Exercise brief:
Could you filter the material and copy every line where the word "logo" occurs?
━━━━━ Source records
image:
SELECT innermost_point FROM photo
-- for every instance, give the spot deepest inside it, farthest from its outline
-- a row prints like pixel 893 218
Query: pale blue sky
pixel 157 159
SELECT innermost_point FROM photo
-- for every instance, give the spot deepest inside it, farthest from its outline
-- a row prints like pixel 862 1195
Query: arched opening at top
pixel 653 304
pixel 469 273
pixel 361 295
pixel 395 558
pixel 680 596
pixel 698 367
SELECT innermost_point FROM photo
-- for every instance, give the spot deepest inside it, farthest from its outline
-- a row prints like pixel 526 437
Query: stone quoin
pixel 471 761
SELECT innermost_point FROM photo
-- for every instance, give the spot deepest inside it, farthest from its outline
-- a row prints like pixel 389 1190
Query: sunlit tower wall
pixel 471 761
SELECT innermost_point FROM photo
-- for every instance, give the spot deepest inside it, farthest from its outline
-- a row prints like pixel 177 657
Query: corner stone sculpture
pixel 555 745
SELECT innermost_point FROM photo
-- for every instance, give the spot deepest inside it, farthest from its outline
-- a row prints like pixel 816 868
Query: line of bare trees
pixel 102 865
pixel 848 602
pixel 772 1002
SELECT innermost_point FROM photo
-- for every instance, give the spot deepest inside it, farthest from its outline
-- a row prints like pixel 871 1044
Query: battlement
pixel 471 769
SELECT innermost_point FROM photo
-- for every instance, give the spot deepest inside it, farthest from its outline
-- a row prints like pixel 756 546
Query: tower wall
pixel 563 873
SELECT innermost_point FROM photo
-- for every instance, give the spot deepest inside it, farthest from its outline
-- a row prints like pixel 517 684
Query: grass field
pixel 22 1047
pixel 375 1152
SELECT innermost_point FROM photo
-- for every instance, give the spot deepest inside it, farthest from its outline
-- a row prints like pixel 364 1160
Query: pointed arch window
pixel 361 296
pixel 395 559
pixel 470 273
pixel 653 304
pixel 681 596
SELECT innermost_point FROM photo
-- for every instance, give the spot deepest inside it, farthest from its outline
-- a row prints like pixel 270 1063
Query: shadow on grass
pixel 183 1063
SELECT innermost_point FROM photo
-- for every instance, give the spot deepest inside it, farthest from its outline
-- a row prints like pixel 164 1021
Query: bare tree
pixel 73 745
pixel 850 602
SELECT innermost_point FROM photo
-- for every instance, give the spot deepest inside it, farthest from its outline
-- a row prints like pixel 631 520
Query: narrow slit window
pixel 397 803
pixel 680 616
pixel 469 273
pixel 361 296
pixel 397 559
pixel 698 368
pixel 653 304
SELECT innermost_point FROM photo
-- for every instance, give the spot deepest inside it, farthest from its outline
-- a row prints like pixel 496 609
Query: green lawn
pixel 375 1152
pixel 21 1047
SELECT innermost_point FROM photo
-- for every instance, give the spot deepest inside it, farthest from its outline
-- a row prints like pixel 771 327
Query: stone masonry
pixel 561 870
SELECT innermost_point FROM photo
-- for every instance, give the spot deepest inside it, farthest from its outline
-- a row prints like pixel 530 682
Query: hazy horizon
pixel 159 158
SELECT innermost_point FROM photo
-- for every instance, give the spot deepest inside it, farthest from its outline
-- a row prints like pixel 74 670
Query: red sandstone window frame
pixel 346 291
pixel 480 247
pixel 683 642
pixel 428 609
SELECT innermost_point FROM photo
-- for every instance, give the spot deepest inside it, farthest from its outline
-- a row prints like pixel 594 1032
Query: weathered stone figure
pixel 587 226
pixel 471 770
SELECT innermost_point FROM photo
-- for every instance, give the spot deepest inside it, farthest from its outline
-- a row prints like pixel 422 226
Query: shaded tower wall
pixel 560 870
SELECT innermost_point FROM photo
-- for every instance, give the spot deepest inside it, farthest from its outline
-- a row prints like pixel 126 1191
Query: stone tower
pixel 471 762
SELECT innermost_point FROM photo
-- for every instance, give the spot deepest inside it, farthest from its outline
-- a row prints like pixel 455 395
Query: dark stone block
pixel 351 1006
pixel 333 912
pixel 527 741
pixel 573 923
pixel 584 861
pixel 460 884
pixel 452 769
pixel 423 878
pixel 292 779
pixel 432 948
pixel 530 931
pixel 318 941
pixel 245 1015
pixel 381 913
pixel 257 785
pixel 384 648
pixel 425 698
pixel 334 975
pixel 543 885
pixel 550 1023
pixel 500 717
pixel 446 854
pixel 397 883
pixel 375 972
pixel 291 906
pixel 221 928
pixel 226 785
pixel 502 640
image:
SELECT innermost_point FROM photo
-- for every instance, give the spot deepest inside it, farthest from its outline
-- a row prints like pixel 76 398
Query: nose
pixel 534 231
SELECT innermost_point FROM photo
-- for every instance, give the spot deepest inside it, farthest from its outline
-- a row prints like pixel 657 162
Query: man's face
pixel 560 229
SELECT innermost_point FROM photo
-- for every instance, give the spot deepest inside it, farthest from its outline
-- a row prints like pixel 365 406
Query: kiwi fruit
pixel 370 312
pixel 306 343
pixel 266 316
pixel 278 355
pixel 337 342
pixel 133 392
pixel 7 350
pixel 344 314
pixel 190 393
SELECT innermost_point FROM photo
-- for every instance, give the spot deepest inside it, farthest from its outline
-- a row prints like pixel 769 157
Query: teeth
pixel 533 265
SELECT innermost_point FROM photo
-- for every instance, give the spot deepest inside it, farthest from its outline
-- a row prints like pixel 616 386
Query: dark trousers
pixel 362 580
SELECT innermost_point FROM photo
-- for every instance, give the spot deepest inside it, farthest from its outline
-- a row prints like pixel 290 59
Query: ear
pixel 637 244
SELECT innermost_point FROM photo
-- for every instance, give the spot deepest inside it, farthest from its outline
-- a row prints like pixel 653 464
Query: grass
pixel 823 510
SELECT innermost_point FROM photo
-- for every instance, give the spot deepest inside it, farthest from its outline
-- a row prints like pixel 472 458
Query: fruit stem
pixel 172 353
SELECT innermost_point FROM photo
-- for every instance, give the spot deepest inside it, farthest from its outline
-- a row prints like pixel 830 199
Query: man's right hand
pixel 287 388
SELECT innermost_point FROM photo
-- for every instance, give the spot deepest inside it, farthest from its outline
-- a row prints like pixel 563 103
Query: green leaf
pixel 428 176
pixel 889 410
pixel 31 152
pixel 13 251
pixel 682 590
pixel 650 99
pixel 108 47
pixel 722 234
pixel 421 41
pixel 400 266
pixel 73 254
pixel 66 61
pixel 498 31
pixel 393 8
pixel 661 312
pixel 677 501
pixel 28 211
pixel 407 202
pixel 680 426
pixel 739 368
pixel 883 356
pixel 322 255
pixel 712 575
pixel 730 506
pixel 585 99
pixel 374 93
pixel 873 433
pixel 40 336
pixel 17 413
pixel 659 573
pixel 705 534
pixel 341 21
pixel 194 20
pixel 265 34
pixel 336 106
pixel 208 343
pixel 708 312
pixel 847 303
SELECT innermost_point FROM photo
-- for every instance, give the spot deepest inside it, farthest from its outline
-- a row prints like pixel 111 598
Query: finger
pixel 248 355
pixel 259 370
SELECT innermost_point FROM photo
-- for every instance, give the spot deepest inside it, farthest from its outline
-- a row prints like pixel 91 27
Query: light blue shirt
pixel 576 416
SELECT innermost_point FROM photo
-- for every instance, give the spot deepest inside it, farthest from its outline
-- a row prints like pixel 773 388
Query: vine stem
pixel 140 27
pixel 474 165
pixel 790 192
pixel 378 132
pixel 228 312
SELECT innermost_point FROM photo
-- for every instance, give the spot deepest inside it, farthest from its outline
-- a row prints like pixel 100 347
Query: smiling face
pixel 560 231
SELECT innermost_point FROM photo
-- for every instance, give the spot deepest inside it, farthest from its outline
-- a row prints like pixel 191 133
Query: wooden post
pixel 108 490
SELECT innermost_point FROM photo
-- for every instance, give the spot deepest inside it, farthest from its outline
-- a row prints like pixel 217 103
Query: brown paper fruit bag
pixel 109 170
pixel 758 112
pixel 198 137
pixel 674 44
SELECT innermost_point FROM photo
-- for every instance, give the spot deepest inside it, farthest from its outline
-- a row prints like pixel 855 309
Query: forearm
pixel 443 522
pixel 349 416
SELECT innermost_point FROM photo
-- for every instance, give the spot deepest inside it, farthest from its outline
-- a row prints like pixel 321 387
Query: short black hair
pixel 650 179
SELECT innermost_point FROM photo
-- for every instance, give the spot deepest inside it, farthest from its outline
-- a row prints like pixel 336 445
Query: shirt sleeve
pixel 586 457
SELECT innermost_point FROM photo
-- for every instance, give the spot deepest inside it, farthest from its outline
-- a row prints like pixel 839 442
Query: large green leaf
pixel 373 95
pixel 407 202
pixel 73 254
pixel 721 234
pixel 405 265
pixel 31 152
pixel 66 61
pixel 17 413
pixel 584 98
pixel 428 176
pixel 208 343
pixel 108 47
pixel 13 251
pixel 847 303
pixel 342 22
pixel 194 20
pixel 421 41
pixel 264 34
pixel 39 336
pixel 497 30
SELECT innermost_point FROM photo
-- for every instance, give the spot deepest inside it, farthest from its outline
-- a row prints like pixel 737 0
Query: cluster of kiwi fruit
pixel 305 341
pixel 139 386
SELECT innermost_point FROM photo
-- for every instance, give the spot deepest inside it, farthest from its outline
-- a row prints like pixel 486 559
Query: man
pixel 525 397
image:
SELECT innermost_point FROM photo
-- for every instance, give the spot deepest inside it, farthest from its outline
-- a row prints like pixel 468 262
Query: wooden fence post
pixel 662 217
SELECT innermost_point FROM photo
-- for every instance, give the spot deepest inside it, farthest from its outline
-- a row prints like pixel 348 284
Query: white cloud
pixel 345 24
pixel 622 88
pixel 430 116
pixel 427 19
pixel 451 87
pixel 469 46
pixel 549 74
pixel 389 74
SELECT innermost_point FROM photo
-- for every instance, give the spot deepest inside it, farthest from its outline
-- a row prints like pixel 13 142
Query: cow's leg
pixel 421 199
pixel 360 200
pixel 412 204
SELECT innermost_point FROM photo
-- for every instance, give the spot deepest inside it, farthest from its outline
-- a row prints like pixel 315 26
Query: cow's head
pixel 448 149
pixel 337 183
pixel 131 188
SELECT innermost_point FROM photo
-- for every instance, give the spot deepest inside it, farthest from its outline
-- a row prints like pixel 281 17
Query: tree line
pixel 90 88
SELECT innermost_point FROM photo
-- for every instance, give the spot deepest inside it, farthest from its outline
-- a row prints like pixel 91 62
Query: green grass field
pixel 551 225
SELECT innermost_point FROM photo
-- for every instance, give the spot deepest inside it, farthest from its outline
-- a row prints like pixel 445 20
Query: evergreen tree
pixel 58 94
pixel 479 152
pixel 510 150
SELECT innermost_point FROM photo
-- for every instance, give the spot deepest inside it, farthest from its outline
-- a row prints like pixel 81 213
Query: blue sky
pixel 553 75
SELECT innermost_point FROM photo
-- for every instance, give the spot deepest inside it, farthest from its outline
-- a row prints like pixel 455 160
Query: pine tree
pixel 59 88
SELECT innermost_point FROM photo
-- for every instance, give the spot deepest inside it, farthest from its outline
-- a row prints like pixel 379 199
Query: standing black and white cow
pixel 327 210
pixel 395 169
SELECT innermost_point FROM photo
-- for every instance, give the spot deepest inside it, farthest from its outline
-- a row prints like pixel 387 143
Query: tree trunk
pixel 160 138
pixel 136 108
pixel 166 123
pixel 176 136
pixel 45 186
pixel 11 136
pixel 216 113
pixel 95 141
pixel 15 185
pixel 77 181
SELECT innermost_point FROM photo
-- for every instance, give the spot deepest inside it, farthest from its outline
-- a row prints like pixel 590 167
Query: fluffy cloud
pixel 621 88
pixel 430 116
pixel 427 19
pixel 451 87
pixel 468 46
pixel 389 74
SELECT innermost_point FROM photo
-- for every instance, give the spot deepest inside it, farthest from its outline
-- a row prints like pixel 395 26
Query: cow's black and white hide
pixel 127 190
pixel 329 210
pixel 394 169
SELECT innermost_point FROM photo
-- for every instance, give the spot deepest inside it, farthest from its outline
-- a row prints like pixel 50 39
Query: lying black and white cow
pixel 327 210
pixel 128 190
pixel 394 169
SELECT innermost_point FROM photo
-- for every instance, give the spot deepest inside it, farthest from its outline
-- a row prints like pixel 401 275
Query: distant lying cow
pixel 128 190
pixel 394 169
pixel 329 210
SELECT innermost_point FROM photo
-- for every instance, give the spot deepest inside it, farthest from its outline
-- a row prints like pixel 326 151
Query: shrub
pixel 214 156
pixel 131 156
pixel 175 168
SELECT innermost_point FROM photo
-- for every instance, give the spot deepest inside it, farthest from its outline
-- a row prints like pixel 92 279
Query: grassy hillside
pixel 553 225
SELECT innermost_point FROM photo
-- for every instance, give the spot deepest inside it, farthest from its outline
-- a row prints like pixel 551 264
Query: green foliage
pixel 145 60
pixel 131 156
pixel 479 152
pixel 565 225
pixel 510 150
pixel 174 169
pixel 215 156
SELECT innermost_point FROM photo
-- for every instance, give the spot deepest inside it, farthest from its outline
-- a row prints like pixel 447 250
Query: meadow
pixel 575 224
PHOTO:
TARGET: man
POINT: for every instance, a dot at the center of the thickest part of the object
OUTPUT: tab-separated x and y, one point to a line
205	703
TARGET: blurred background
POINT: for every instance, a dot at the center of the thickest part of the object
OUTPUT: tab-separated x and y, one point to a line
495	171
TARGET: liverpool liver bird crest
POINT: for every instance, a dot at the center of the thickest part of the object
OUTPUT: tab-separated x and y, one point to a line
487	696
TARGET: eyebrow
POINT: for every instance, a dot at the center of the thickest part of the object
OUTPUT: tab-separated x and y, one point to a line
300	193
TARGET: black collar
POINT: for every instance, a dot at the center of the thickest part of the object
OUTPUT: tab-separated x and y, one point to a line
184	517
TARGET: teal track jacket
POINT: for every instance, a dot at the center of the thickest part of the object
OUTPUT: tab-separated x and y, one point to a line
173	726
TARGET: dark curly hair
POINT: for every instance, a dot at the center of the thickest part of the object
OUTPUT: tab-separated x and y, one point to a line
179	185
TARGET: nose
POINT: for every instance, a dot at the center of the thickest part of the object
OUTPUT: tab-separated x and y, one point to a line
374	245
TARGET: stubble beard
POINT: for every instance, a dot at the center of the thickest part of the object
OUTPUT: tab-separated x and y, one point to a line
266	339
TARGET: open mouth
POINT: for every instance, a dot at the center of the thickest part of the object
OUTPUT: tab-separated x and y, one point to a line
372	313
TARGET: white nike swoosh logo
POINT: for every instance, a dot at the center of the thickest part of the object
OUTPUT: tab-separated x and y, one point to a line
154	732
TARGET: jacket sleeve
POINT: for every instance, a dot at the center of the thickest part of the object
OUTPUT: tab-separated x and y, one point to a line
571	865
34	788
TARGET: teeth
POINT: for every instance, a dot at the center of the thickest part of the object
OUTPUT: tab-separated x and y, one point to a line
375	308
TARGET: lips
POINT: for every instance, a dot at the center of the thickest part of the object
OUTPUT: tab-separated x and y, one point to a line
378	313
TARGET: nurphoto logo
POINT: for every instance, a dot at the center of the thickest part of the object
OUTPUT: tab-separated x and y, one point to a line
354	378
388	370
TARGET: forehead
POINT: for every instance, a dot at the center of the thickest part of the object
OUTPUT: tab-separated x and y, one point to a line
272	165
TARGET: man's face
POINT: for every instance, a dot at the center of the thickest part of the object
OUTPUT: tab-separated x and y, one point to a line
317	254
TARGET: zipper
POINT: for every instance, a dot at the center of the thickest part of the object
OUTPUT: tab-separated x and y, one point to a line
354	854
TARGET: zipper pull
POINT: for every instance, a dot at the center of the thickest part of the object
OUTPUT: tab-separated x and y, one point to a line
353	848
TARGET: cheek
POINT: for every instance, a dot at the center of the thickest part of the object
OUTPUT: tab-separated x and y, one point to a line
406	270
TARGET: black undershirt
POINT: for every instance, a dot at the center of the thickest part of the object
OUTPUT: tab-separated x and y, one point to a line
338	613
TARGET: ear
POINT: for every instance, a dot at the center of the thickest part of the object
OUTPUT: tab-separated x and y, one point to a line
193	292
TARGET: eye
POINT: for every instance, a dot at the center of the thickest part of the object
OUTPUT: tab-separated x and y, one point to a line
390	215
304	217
━━━━━━━━━━
Completed task:
TARGET: white nike swoosh logo
TARGET: nurphoto logo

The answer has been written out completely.